▶ PROBLEM TO WORK ON
Copy all of the records below verbatim.

*** TASK INPUTS

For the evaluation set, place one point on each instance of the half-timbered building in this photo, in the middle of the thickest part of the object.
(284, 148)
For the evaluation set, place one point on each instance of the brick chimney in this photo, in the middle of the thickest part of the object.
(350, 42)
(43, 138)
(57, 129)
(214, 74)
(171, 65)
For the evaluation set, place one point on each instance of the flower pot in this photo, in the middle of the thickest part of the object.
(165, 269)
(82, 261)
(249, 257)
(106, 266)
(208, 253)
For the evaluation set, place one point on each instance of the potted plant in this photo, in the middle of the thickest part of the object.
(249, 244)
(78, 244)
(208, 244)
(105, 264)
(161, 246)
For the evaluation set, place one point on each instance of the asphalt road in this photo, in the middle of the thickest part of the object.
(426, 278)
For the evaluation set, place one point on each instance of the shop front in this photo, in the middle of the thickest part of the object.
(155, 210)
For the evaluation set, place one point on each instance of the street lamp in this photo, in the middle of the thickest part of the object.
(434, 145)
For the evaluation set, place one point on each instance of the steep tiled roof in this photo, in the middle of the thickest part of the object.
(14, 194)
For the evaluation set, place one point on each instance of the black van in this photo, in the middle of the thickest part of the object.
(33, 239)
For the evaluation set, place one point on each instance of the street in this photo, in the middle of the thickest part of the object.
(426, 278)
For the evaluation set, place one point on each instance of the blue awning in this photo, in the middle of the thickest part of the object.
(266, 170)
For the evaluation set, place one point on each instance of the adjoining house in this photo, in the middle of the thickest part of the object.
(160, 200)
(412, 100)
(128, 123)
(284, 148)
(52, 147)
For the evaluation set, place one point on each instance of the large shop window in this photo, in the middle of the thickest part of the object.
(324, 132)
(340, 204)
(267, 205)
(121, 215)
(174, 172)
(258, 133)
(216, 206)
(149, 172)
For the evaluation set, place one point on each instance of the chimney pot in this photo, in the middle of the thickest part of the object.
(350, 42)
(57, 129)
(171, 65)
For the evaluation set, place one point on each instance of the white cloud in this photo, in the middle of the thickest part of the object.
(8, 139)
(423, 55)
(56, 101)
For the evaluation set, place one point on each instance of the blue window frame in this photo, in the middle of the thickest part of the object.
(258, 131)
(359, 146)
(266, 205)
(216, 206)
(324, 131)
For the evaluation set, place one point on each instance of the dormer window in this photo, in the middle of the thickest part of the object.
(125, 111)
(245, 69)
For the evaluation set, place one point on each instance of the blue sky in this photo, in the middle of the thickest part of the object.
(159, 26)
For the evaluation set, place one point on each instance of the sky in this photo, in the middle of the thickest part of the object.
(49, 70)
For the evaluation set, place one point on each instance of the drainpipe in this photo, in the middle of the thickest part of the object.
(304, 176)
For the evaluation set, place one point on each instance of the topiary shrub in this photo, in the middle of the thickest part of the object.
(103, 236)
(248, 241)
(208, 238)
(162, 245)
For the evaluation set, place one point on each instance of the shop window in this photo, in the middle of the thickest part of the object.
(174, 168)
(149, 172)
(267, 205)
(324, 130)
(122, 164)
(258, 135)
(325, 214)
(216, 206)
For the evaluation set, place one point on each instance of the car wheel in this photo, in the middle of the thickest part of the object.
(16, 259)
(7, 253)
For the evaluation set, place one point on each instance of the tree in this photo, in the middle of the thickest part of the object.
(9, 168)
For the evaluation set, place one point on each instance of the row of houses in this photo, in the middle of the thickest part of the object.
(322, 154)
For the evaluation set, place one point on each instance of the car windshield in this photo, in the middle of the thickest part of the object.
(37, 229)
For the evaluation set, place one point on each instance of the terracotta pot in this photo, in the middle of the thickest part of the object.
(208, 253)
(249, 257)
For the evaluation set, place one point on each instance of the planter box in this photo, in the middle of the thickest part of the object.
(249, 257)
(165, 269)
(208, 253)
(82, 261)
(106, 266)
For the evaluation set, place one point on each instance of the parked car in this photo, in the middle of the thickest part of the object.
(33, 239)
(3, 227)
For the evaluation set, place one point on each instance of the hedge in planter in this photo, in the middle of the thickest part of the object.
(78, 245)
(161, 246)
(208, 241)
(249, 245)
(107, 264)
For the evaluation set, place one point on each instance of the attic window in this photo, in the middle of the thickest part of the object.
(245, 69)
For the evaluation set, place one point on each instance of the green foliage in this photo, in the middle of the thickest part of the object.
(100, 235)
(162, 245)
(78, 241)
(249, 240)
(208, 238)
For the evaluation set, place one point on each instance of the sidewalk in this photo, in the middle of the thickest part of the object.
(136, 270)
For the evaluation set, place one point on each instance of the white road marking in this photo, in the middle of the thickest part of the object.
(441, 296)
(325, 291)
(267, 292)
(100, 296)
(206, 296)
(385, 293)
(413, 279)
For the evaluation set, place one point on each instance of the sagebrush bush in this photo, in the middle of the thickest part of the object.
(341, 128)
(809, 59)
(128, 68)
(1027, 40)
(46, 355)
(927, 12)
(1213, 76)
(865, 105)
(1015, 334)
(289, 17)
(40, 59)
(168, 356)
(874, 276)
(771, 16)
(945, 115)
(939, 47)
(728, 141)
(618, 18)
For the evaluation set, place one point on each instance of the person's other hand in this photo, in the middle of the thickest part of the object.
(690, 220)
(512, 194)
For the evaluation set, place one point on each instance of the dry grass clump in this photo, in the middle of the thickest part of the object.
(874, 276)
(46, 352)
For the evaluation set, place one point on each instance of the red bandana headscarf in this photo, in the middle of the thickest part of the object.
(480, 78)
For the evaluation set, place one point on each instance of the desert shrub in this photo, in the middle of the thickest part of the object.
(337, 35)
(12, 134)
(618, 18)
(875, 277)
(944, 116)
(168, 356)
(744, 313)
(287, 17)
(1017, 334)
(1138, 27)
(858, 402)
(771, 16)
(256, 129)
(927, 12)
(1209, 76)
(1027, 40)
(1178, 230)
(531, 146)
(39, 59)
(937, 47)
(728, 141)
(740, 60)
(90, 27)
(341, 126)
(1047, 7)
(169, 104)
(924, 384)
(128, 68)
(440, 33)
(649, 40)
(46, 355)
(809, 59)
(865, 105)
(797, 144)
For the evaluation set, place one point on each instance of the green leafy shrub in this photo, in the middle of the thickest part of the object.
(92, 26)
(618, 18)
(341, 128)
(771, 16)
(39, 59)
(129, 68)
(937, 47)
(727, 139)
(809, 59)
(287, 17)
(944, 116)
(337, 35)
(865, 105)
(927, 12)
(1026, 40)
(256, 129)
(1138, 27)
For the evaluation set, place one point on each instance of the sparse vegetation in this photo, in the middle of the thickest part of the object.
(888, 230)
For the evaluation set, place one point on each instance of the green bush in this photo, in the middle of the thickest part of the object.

******

▶ OUTPUT OF THE EXERCISE
For the evaluation set, place one point on each instance of the half-timbered building in this photo, in the middle of the thickest part of the object.
(284, 148)
For the evaluation set, place one point on each instance of the brick chimney in this photo, in the middle of the thickest part of the object.
(350, 42)
(43, 138)
(57, 129)
(214, 74)
(171, 65)
For the evaluation set, place one point on each instance of the flower pot in this photo, in the middle of the thickest part of the object.
(165, 269)
(82, 261)
(249, 257)
(106, 266)
(208, 253)
For the evaluation set, place one point on each instance of the potted plant in this photo, in the middle of the thickest part of the object.
(249, 244)
(78, 244)
(208, 244)
(105, 264)
(161, 246)
For the evaluation set, place one point on each instance of the asphalt road in this photo, in the middle of the thickest part of the object.
(426, 278)
For the evaluation set, place one point on each instance of the shop front in this photo, in the middle of the thickest part of the object.
(155, 210)
For the evaluation set, place one point on each instance of the street lamp in this photo, in the middle of the thickest part of the object.
(434, 145)
For the evaluation set, place one point on each instance of the steep tiled roof in this photo, in the middle of the thickest part of the object.
(14, 194)
For the evaluation set, place one point on each instance of the black van in this photo, in the middle of the thickest part of the object.
(33, 239)
For the evaluation set, place one point on each instance of the street in this photo, in the middle of the thickest part of the object.
(426, 278)
For the evaluation set, place one point on each instance of the blue awning in this photo, in the middle of the thickest part of the object.
(266, 170)
For the evaluation set, place one point on each instance of the adjoining house in this photo, in the middle of the thickest part of the object.
(160, 200)
(412, 100)
(128, 123)
(284, 148)
(52, 147)
For the evaluation set, place one point on each instance of the large shop window in this photo, in the middle of the thickest part of the object.
(324, 132)
(340, 204)
(267, 205)
(121, 215)
(174, 172)
(258, 133)
(216, 206)
(149, 172)
For the evaluation set, place one point on each instance of the chimney pot in this photo, in the middle of the thickest part of the object.
(350, 42)
(57, 129)
(171, 65)
For the evaluation set, place one point on each instance of the white cloud in this photo, in the middle of the thickest part of the object.
(8, 139)
(423, 55)
(56, 101)
For the evaluation set, place one point on each instance of the blue window frame in this photo, in the middle of the thickest part of the object.
(258, 131)
(359, 146)
(266, 205)
(216, 206)
(324, 131)
For the evaluation set, place one point on each instance of the dormer window in this photo, in the middle of the thickest part of the object.
(125, 111)
(245, 69)
For the evaluation set, place one point on each instance of the blue sky in this photo, in the middle of the thickest part of the object.
(159, 26)
For the evaluation set, place one point on each instance of the sky in this photo, in the middle of the thickest part of the object.
(49, 70)
For the evaluation set, place one point on each instance of the drainpipe in this photo, in the middle of the thickest part of the object.
(304, 176)
For the evaluation set, place one point on each instance of the topiary shrub in this photo, in the middle of the thickest part of the object.
(103, 236)
(248, 241)
(208, 238)
(162, 245)
For the evaluation set, place one point on each instance of the shop window in this photo, in the middle of the thickest part of the object.
(174, 168)
(149, 172)
(267, 205)
(324, 130)
(122, 164)
(258, 135)
(325, 214)
(216, 206)
For the evaluation set, place one point on each instance of the car wheel in this photo, in the middle of the thickest part of the object.
(16, 259)
(7, 253)
For the evaluation set, place one point on each instance of the tree in this photo, in the middle of the thickest part of the object.
(9, 168)
For the evaluation set, place one point on each instance of the row of houses in this photo, in the middle of the thickest part of the object.
(322, 154)
For the evaluation set, place one point on each instance of the car windshield in this photo, in the middle of the thickest part of the object.
(37, 229)
For the evaluation set, place one point on each instance of the terracotta pot in this photo, in the middle of the thickest part of the object.
(208, 253)
(249, 257)
For the evaluation set, place one point on each instance of the planter box in this photo, in the middle of the thickest part of the object.
(249, 257)
(165, 269)
(208, 253)
(82, 261)
(106, 266)
For the evaluation set, place one point on each instance of the parked car in this photo, in the middle of the thickest part of the object.
(33, 239)
(3, 227)
For the evaluation set, place one point on each instance of the hedge in planter in this photo, in the middle of the thickest part of the object.
(78, 245)
(161, 246)
(208, 241)
(249, 245)
(107, 264)
For the evaluation set, place one point on each instance of the attic window in this photo, in the middle of the thickest part of the object.
(245, 69)
For the evaluation set, place one point on each instance of the green foliage in this photo, in the middle of the thickest part of the object.
(100, 235)
(162, 245)
(78, 241)
(249, 240)
(208, 238)
For the evaluation set, place one point on each instance of the sidewalk in this photo, in the middle of the thickest part of the object.
(136, 270)
For the evaluation set, place one point on each instance of the white road marking in this photo, in the middle of the thickest part of the object.
(441, 296)
(325, 291)
(267, 292)
(100, 296)
(206, 296)
(385, 293)
(413, 279)
For the evaluation set, place one point on each instance of the sagebrush bush in this photo, in the middle of the thickest part of the object.
(341, 128)
(809, 59)
(128, 68)
(1027, 40)
(46, 355)
(927, 12)
(1213, 76)
(865, 105)
(1015, 334)
(289, 17)
(40, 59)
(168, 356)
(874, 276)
(771, 16)
(945, 115)
(939, 47)
(728, 141)
(618, 18)
For the evaluation set, place one point on each instance of the person's other hand in this photo, in the middle of the thickest part of the object.
(690, 220)
(512, 194)
For the evaluation set, place one point on each instance of the dry grass clump in this photo, in the middle of the thickest part of the object.
(874, 276)
(46, 352)
For the evaluation set, place one point on each instance of the red bandana headscarf in this photo, in the middle of the thickest part of the object.
(480, 78)
For the evaluation set, place one point on each instance of the desert shrub in this photo, in the middle of the thickest part of the object.
(337, 35)
(12, 134)
(618, 18)
(875, 277)
(944, 116)
(168, 356)
(744, 313)
(287, 17)
(1017, 334)
(1138, 27)
(858, 402)
(771, 16)
(256, 129)
(927, 12)
(1209, 76)
(1027, 40)
(1178, 230)
(531, 146)
(39, 59)
(937, 47)
(728, 141)
(740, 60)
(90, 27)
(341, 126)
(1047, 7)
(169, 104)
(924, 384)
(128, 68)
(440, 33)
(649, 40)
(46, 355)
(809, 59)
(865, 105)
(797, 144)
For the evaluation set, place one point on each instance of the green leafy shrub in this photo, in the middle of the thickest part of the object.
(92, 26)
(618, 18)
(341, 128)
(771, 16)
(39, 59)
(129, 68)
(937, 47)
(727, 139)
(809, 59)
(287, 17)
(944, 116)
(337, 35)
(865, 105)
(927, 12)
(1026, 40)
(256, 129)
(1138, 27)
For the evaluation set, place one point on each instance of the sparse vegetation in this photo, in the middle of the thickest part of the object.
(888, 230)
For the evaluation set, place one point on each instance of the green bush in this photo, in the middle of the thickest part of the object.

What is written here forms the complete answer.